ESTRATTO DEL TESTO ->
Cosa succederà alle concessioni già rilasciate per lo sfruttamento dei giacimenti carboniferi e petroliferi italiani?
Nel prossimo quadriennio (2017-2020) scadranno 130 concessioni per un controvalore di canoni pari a 230 milioni. In Senato abbiamo presentato un disegno di legge contenente “Disposizioni per la tutela della salute e dell’ambiente e per la prevenzione dei rischi derivanti dalle attività di prospezione, ricerca e produzione di idrocarburi liquidi e gassosi” nel quale sono previsti incrementi degli oneri e delle aliquote. Certamente il governo potrebbe rivedere la necessità per il loro utilizzo. Ripeto, parliamo di una percentuale sui consumi nazionali estremamente ridotta. Il problema reale invece è quello di ridurre l’approvvigionamento dall’estero del gas. Sulle quali andranno fatti approfondimenti opportuni. Vanno tenute presenti anche le regole di mercato. Eolico e fotovoltaico stanno divenendo sempre più competitivi e nel prossimo decennio saranno più convenienti rispetto alle altre fonti fossili compreso il carbone. Ciò determinerà un’esclusione naturale delle fonti meno competitive.
Come scritto nel punto 5 del programma sull’energia, si prevede la riconversione e spostamento delle infrastrutture energetiche verso il settore della “generazione distribuita” Che significa?
È una previsione coerente con le direttive europee e in linea con il Clean Energy Package. Bisogna pensare ormai ad un modello in cui produttore (offerta) e il consumatore (domanda) partecipano attivamente al sistema energetico. E non a caso, su nostra sollecitazione, l’Agcm alcuni mesi fa ha invitato Governo e Parlamento ad intervenire per cambiare le regole presenti che ostacolano la generazione distribuita e favoriscono invece la produzione di energia centralizzata. In Italia, i provvedimenti di Governo ed Aeegsi (Autorità per l’energia elettrica il gas e il sistema idrico, ndr) viceversa hanno applicato le direttive europee mantenendo i privilegi dei grandi produttori e dei distributori ostacolando di fatto il cammino della transizione energetica.
Praticamente, come si intende procedere? Con che tempi? E quante risorse economiche?
È difficile indicare i tempi quando non è possibile deciderli. In Parlamento dal 2013 abbiamo presentato diverse proposte. Se venissero approvate si potrebbe procedere da subito. Ad esempio parliamo dei sistemi di distribuzione chiusi. La direttiva europea li regola ma in Italia sono di fatto ostacolati. Aprire a questa tipologia di reti con l’impiego di nuovi impianti alimentati da fonti rinnovabili comporterà nel breve periodo la necessità di un gettito modesto che non deve essere scaricato sui consumatori più deboli. Un costo che verrebbe recuperato dei numerosi benefici in termini ambientali, sanitari, fiscali ed occupazionali e che potrebbe essere sostenuto eventualmente anche dalla fiscalità generale.
La migrazione verso le rinnovabili imporrà la costruzione di impianti (eolici, solari, etc) con un certo impatto ambientale. Come e da chi verranno scelte le zone in cui costruirli?

COMPITO 1 ->
Riscrivi come elenco puntato il paragrafo del testo sull'energia che comincia con «È una previsione coerente», conservandone i fatti principali.
Il testo e i record sono materiali distinti tra loro.

MATERIALE DELL'ESERCIZIO ->
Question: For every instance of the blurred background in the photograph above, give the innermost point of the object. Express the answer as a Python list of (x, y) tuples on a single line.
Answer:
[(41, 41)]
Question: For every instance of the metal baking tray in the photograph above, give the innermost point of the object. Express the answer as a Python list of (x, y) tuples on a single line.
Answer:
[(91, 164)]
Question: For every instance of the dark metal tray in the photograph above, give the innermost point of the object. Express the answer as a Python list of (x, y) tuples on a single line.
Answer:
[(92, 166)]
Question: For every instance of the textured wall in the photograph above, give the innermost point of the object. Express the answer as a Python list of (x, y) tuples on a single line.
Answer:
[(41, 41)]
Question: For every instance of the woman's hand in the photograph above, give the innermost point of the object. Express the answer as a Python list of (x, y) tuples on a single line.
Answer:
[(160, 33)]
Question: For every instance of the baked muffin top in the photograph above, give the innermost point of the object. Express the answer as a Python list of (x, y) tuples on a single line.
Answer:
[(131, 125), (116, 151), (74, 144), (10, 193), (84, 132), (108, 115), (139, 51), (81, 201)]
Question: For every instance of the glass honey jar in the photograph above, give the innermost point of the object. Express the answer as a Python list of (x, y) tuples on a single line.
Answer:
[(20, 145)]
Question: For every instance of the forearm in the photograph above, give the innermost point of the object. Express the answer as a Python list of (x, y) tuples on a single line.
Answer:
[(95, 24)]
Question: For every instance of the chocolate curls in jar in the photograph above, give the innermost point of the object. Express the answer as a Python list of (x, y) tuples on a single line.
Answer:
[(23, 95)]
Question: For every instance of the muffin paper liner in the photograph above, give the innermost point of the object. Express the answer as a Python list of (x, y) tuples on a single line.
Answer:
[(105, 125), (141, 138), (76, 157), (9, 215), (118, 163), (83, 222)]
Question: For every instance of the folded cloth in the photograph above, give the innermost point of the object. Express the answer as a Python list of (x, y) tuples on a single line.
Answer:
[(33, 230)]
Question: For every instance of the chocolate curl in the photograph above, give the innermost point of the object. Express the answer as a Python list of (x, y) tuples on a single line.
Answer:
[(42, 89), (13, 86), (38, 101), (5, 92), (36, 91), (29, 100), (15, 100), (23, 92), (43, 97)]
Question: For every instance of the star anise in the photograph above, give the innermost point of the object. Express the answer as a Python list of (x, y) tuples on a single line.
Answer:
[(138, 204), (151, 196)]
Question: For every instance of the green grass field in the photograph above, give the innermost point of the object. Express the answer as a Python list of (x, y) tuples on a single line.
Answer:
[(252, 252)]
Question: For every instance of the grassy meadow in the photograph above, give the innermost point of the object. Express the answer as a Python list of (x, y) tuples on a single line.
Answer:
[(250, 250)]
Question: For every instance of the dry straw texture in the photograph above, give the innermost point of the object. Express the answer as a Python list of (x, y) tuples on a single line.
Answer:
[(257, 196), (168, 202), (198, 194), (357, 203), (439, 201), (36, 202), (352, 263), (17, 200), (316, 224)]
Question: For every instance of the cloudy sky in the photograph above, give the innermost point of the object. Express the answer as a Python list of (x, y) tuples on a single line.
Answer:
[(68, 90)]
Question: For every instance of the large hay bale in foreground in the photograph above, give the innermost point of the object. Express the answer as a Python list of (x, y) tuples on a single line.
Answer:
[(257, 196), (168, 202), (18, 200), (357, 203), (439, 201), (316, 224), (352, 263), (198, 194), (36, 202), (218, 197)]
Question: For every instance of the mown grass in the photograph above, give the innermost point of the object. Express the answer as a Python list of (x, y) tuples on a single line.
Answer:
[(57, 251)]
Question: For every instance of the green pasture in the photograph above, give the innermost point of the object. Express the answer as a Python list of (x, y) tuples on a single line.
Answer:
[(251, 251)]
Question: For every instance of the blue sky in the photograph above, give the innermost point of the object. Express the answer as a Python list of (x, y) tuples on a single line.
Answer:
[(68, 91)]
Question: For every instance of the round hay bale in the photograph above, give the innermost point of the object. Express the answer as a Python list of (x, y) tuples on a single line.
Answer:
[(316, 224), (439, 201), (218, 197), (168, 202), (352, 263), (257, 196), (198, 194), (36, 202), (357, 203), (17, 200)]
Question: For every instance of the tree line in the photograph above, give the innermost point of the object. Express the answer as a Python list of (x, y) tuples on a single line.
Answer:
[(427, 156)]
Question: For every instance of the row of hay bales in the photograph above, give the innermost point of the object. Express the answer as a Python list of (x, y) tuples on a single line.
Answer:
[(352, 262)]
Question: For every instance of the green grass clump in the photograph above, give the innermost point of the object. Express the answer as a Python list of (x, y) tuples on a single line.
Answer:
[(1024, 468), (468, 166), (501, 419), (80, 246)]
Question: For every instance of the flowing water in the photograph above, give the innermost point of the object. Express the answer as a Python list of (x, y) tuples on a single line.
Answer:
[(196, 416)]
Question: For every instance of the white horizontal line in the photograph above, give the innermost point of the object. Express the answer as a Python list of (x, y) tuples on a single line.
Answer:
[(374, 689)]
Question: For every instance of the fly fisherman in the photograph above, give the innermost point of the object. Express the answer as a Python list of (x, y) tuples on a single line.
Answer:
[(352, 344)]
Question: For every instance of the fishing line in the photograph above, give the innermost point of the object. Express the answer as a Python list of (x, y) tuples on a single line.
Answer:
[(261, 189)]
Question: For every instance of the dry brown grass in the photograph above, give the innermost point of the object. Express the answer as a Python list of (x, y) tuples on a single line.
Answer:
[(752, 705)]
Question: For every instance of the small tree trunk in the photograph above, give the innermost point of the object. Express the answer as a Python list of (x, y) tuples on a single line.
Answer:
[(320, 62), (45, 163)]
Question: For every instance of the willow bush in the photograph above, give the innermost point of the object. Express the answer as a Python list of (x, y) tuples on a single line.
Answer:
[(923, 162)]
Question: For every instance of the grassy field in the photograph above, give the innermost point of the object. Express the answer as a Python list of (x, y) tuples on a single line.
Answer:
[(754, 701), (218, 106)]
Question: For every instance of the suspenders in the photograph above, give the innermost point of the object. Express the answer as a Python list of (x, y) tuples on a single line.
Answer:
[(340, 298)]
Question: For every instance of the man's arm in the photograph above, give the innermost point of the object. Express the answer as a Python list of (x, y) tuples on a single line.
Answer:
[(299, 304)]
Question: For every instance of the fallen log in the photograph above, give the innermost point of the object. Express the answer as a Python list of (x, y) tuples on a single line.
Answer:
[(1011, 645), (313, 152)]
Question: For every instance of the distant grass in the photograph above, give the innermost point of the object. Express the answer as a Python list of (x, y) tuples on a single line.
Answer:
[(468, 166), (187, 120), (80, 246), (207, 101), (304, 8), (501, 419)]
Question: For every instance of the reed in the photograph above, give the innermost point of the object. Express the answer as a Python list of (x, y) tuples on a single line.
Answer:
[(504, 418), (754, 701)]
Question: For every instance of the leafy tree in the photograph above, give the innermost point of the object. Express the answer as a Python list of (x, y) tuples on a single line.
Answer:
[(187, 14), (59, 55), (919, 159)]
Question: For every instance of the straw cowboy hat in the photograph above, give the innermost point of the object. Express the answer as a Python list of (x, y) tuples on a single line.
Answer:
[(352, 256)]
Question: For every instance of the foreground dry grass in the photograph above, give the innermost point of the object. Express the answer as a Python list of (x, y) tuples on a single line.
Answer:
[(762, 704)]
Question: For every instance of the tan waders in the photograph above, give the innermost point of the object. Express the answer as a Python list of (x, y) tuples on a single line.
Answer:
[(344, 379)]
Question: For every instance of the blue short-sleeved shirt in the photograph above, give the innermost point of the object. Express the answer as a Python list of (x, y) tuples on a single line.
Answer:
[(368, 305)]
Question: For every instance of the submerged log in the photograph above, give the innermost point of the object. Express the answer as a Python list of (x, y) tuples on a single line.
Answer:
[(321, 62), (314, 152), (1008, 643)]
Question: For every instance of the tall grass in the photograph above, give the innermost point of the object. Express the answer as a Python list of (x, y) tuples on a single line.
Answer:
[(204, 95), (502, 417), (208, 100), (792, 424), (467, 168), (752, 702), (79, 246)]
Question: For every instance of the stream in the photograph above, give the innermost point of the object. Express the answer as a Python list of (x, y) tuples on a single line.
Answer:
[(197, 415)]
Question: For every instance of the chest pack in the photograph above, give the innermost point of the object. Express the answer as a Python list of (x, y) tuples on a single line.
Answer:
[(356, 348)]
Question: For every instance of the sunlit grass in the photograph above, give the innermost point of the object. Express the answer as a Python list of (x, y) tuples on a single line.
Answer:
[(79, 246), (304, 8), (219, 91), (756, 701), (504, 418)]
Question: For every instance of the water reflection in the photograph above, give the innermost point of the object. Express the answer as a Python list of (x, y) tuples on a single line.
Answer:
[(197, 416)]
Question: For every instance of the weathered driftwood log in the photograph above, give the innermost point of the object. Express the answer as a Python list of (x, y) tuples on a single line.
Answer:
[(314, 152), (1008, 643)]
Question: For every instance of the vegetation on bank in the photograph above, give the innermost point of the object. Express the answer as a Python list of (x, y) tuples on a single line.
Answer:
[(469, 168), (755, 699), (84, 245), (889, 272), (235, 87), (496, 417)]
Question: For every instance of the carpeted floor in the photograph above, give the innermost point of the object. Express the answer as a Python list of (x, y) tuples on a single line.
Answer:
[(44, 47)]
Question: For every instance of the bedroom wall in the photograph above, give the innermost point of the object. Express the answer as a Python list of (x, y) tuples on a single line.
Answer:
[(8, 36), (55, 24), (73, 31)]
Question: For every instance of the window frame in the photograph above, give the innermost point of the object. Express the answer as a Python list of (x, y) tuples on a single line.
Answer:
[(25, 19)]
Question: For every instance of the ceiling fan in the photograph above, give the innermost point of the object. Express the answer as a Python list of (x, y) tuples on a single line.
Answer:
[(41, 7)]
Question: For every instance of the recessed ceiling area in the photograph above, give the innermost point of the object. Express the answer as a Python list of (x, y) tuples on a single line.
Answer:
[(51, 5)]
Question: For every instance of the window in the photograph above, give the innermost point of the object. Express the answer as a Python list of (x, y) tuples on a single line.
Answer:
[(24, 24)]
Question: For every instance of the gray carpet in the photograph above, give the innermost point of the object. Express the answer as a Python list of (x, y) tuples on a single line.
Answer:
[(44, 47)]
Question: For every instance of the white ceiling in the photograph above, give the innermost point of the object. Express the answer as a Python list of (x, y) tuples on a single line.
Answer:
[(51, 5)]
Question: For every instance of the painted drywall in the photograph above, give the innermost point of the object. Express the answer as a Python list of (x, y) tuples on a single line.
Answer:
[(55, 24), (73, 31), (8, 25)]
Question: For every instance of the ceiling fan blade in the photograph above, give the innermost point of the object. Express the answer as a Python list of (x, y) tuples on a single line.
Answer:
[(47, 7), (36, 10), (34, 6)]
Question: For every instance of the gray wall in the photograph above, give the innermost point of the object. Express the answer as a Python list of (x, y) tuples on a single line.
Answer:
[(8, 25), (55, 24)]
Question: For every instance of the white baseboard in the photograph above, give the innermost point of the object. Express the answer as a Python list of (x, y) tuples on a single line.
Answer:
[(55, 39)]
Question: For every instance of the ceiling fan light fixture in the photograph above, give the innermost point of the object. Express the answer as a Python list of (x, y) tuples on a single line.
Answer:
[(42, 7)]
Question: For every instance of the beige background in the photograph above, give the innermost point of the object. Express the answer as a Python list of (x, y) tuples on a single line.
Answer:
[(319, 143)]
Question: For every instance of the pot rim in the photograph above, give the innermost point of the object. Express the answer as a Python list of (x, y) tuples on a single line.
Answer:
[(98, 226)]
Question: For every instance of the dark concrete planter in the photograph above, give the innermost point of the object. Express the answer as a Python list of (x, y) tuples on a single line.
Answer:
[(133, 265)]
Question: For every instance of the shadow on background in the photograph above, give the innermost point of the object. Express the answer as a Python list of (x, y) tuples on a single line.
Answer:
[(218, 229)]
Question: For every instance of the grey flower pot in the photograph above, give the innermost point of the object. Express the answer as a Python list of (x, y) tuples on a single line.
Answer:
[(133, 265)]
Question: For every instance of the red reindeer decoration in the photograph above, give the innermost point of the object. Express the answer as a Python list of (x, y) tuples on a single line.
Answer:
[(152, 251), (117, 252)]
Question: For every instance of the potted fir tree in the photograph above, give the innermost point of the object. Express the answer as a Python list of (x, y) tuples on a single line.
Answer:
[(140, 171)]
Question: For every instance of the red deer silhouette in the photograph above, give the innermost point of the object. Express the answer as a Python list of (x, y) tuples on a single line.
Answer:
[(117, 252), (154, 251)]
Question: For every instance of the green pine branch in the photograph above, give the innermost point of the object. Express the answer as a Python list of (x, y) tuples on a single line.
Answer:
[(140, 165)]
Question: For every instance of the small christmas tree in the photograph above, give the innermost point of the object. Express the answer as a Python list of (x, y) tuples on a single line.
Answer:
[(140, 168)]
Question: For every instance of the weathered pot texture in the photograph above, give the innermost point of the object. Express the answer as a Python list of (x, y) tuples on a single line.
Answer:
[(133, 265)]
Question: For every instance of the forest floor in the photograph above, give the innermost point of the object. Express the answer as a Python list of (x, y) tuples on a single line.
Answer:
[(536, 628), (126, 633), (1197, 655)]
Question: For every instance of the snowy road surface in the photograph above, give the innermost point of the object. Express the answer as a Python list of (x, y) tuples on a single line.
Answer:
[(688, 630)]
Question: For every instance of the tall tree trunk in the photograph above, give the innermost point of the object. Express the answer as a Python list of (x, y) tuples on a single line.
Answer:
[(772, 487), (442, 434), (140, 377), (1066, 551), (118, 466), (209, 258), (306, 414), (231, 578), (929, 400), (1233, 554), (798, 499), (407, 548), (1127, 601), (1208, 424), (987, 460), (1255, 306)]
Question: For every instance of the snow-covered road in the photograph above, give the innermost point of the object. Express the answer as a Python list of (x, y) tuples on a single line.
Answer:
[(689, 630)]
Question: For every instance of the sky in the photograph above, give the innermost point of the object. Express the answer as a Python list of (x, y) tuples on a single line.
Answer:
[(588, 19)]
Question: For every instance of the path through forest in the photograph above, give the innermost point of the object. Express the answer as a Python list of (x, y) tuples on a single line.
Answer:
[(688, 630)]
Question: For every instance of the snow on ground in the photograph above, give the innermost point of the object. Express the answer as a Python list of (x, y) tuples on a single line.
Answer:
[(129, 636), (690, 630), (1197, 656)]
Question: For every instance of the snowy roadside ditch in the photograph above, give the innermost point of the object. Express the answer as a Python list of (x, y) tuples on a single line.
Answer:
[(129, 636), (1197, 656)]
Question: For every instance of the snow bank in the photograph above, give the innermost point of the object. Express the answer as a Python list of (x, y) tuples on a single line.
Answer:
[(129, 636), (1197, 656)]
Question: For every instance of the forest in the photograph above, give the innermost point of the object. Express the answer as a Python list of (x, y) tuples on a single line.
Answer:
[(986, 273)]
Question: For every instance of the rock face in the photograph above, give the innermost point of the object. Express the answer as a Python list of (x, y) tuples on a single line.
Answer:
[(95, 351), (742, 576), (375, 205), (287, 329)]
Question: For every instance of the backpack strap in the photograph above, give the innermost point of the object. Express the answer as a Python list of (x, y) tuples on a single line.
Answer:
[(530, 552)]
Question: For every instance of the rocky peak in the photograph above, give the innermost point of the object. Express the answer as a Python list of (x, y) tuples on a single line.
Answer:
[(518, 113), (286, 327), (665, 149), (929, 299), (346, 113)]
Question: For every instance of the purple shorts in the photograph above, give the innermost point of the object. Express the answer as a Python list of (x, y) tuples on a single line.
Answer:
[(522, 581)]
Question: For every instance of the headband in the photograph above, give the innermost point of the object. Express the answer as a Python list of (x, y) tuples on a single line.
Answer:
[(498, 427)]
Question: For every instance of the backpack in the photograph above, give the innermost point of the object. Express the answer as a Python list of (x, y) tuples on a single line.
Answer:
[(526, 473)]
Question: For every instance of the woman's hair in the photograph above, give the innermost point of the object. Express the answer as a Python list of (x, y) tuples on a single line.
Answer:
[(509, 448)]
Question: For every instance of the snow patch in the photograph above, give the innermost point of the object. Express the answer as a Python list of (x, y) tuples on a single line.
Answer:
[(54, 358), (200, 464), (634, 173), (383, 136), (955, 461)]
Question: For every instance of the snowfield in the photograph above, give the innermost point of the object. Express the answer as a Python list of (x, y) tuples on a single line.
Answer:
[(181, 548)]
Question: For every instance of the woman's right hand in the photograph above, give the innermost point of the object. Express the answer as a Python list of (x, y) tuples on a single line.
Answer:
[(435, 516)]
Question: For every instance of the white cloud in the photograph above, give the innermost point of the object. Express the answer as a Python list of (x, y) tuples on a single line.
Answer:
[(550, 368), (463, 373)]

COMPITO 2 ->
Per favore, restituisci senza alcuna modifica soltanto le righe dei record dalla riga che contiene "Question: For every instance of the fly" alla riga che contiene "[(320, 62), (45, 163)]", entrambe incluse.

RISULTATO 1 ->
- La previsione è coerente con le direttive europee e in linea con il Clean Energy Package.
- Il modello da adottare è quello in cui produttore (offerta) e consumatore (domanda) partecipano attivamente al sistema energetico.
- Su nostra sollecitazione, alcuni mesi fa l'Agcm ha invitato Governo e Parlamento a cambiare le regole che ostacolano la generazione distribuita e favoriscono la produzione di energia centralizzata.
- In Italia i provvedimenti di Governo e Aeegsi hanno applicato le direttive europee mantenendo i privilegi dei grandi produttori e dei distributori, ostacolando di fatto la transizione energetica.

RISULTATO 2 ->
Question: For every instance of the fly fisherman in the photograph above, give the innermost point of the object. Express the answer as a Python list of (x, y) tuples on a single line.
Answer:
[(352, 344)]
Question: For every instance of the fishing line in the photograph above, give the innermost point of the object. Express the answer as a Python list of (x, y) tuples on a single line.
Answer:
[(261, 189)]
Question: For every instance of the dry brown grass in the photograph above, give the innermost point of the object. Express the answer as a Python list of (x, y) tuples on a single line.
Answer:
[(752, 705)]
Question: For every instance of the small tree trunk in the photograph above, give the innermost point of the object. Express the answer as a Python list of (x, y) tuples on a single line.
Answer:
[(320, 62), (45, 163)]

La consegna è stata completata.